PROBLEM DETAILS ->
Can you give all the records again without altering a single character?

— Start DATA FOR THIS TASK —

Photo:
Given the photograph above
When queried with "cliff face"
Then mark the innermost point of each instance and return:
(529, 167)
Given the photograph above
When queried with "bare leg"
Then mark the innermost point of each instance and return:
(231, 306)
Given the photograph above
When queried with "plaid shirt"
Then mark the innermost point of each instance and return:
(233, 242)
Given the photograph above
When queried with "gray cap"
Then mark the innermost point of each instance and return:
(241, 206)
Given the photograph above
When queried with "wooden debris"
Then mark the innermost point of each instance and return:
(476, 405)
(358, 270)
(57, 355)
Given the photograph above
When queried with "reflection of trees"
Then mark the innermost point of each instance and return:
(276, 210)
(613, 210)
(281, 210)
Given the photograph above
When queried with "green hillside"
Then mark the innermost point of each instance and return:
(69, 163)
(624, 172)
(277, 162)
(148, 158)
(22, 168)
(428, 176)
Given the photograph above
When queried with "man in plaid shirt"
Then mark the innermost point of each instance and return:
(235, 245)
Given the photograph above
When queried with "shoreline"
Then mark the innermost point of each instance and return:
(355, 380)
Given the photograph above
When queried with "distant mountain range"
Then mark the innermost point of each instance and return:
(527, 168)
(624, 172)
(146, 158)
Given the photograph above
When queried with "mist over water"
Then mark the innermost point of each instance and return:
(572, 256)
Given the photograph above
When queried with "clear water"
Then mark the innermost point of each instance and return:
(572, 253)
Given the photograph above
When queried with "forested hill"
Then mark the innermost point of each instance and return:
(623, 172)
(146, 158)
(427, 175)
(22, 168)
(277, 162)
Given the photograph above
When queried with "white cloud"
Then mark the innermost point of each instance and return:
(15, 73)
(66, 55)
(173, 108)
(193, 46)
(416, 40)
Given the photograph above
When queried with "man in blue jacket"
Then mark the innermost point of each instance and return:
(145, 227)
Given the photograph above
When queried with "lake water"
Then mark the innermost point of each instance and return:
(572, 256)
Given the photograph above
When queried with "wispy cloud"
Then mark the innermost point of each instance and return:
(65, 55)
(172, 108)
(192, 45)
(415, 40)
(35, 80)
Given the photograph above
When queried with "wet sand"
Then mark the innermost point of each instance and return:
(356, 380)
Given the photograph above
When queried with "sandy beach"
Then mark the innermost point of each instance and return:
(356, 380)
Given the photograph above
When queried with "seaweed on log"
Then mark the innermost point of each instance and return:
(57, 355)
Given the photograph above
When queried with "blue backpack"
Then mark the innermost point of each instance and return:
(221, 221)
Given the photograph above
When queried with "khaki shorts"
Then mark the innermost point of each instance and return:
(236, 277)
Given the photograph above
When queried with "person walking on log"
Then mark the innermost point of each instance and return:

— End DATA FOR THIS TASK —

WRITTEN SOLUTION ->
Photo:
Given the photograph above
When queried with "cliff face"
Then mark the innermost point of each instance and return:
(529, 167)
Given the photograph above
When queried with "bare leg"
Then mark the innermost point of each instance and return:
(231, 306)
Given the photograph above
When queried with "plaid shirt"
Then mark the innermost point of each instance and return:
(233, 242)
Given the photograph above
When queried with "gray cap"
Then mark the innermost point of each instance and return:
(241, 206)
Given the photograph above
When queried with "wooden debris"
Then mark the innermost point of each instance and return:
(476, 405)
(358, 270)
(57, 355)
Given the photograph above
When queried with "reflection of trees"
Then mark the innermost point of each instance and return:
(276, 210)
(613, 210)
(281, 210)
Given the photograph above
When queried with "green hillside"
Then mark the innermost point of each instance and return:
(69, 163)
(624, 172)
(277, 162)
(148, 158)
(22, 168)
(428, 176)
Given the photograph above
When queried with "man in plaid shirt"
Then mark the innermost point of each instance and return:
(235, 245)
Given the photograph above
When queried with "shoreline"
Then mark the innermost point of each instance and return:
(355, 380)
Given the photograph above
When queried with "distant mountain range"
Then mark the innermost point of each instance and return:
(527, 168)
(624, 172)
(146, 158)
Given the photograph above
When queried with "mist over water"
Then mark the innermost point of each instance and return:
(572, 256)
Given the photograph above
When queried with "clear water"
Then mark the innermost point of each instance and return:
(572, 253)
Given the photograph above
When queried with "forested hill"
Then mark the innermost point of each instance and return:
(623, 172)
(146, 158)
(427, 175)
(22, 168)
(277, 162)
Given the photograph above
When queried with "white cloud"
Then mark the innermost point of each instance and return:
(15, 73)
(66, 55)
(173, 108)
(193, 46)
(416, 40)
Given the photograph above
When queried with "man in blue jacket"
Then mark the innermost point of each instance and return:
(145, 227)
Given the photograph above
When queried with "lake water"
Then mark the innermost point of each instance and return:
(572, 256)
Given the photograph above
When queried with "wispy cloud"
Then mark the innermost point of each instance and return:
(65, 55)
(172, 108)
(192, 45)
(415, 40)
(35, 80)
Given the photograph above
When queried with "wet sand"
Then mark the innermost point of each instance and return:
(356, 380)
Given the photograph above
When queried with "sandy beach"
Then mark the innermost point of each instance and return:
(356, 380)
Given the photograph above
When queried with "seaweed on log"
Then mark the innermost point of each instance and return:
(57, 355)
Given the photograph above
When queried with "blue backpack"
Then mark the innermost point of each instance and return:
(221, 221)
Given the photograph above
When queried with "khaki shorts"
Then mark the innermost point of each instance and return:
(236, 277)
Given the photograph above
When queried with "person walking on log"
Then mark the innermost point of each instance and return:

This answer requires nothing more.